→ TASK OBJECTIVE: Please give the share of respondents in the May Pew survey who favored raising the minimum wage, according to the piece on Democrats and liberal views below.

[[ SOURCE DOCUMENT open ]]

The constant tension between Democrats who think we have moved too far to the right and those whose who think we still need further realignment has led the Democratic party to a positon of ideological bankruptcy. The Democratic think tanks seem to believe that "liberal" views are taboo, that America is more conservative and we need to reflect that fact with new policies.
Eric Alterman has an interesting article that reveals how Democrats have been manipulated into betraying their core beliefs and misinterpreting the electorate.
Alterman argues that, despite the myth that America has become more conservative, it remains in fact a people inclined to vote Democratic. The Republicans have successfully made the term liberal an albatross that people spurn, yet liberal values are alive and well. The electorate is wary of identifying themselves as liberal, but this is more terminology than philosophy:
Here is the liberals' problem in a nutshell: More than 30 percent of Americans happily answer to the appellation "conservative," while 18 percent call themselves "liberal."
And yet when questioned by pollsters, a super-majority of more than 60 percent take positions liberal in everything but name. Indeed, on many if not most issues, Americans hold views well to the left of those espoused by almost any national Democratic politician.
In a May survey published by the Pew Research Center for the People and the Press, 65 percent of respondents said they favor providing health insurance to all Americans, even if it means raising taxes, and 86 percent said they favor raising the minimum wage. Seventy-seven percent said they believe the country "should do whatever it takes to protect the environment.'' A September Gallup Poll finds that 59 percent consider the Iraq War a mistake and 63 percent agree that US forces should be partially or completely withdrawn....Did you know, for instance, that according to all available evidence, Americans have not grown more conservative in recent decades?

[[ SOURCE DOCUMENT closed ]]
[[ EXTRACTED RECORDS open ]]

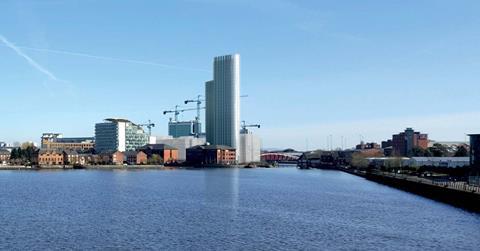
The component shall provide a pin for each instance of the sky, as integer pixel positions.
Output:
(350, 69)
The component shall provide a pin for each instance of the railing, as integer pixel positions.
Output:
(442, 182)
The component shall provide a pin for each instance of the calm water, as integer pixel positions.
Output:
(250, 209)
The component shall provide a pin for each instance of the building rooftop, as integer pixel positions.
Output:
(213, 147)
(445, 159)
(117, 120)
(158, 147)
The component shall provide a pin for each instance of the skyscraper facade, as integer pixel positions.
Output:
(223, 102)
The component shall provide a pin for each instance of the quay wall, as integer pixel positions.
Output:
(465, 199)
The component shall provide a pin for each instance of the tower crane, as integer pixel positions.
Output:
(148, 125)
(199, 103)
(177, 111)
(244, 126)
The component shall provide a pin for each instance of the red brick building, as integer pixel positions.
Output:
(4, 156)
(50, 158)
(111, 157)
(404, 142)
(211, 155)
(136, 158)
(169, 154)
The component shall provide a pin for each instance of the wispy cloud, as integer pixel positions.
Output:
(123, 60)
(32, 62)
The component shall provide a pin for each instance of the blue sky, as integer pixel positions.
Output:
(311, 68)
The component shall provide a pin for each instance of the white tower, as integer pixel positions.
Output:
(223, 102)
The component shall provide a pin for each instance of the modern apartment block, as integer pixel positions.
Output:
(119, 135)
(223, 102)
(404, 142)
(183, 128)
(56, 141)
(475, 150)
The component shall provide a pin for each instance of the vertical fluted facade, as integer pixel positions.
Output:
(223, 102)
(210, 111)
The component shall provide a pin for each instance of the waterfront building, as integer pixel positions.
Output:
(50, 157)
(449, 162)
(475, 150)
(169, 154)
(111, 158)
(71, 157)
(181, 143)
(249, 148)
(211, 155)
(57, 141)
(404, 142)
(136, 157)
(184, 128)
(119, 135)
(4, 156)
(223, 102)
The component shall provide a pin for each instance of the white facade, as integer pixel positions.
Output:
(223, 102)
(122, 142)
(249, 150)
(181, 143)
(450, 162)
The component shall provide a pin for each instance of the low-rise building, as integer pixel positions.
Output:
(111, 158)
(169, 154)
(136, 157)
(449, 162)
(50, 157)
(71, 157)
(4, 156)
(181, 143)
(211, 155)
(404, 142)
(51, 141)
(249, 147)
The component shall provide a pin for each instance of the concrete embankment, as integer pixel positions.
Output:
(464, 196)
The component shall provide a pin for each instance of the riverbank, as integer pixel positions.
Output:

[[ EXTRACTED RECORDS closed ]]
[[ EXTRACTED RECORDS open ]]

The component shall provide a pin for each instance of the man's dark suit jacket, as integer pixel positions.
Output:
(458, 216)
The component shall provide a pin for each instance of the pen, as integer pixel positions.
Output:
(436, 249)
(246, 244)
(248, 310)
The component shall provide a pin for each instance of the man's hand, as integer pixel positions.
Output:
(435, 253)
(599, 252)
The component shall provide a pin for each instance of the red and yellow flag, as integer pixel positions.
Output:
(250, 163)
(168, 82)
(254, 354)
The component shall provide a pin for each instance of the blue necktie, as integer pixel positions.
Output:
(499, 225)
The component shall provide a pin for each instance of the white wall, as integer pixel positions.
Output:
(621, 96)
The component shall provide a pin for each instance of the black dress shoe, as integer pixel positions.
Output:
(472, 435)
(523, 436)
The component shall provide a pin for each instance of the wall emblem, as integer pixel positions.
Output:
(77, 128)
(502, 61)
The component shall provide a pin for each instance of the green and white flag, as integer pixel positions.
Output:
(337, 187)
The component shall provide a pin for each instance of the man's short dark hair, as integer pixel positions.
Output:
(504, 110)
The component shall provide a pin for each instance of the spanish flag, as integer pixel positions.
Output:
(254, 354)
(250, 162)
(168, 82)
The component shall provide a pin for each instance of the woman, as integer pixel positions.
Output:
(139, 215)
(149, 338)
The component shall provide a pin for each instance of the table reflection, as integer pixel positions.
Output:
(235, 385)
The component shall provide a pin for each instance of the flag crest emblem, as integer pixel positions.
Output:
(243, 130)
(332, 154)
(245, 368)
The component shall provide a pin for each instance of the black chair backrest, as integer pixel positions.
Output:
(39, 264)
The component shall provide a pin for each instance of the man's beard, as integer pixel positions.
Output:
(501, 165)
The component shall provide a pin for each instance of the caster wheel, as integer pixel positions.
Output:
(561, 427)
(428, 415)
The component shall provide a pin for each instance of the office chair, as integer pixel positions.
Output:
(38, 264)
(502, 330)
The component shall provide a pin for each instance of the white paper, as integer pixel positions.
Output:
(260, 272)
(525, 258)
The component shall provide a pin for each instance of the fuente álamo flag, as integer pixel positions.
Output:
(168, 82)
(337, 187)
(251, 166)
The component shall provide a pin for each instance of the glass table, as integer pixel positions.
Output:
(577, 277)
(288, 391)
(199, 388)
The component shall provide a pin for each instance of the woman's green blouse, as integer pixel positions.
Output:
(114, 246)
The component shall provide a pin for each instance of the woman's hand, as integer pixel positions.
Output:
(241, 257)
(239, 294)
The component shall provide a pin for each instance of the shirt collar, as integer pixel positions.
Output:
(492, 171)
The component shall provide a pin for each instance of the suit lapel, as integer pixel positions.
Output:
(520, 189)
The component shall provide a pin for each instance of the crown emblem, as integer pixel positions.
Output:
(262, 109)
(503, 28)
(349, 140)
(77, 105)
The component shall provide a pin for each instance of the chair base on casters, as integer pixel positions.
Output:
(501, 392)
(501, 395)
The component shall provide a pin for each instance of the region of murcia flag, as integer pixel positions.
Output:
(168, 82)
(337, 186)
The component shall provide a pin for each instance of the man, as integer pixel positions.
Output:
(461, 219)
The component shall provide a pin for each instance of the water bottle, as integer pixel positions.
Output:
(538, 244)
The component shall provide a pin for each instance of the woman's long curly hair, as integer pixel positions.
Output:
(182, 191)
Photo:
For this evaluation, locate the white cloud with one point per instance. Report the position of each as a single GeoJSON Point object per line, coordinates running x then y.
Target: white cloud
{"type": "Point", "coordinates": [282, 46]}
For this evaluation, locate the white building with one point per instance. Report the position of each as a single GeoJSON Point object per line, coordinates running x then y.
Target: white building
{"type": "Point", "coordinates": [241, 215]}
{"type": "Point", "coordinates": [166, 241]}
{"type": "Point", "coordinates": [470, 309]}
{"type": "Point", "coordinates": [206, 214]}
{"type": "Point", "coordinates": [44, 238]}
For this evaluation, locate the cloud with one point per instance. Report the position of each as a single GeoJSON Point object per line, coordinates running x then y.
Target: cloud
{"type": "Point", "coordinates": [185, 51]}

[[ EXTRACTED RECORDS closed ]]

→ REPLY: 86 percent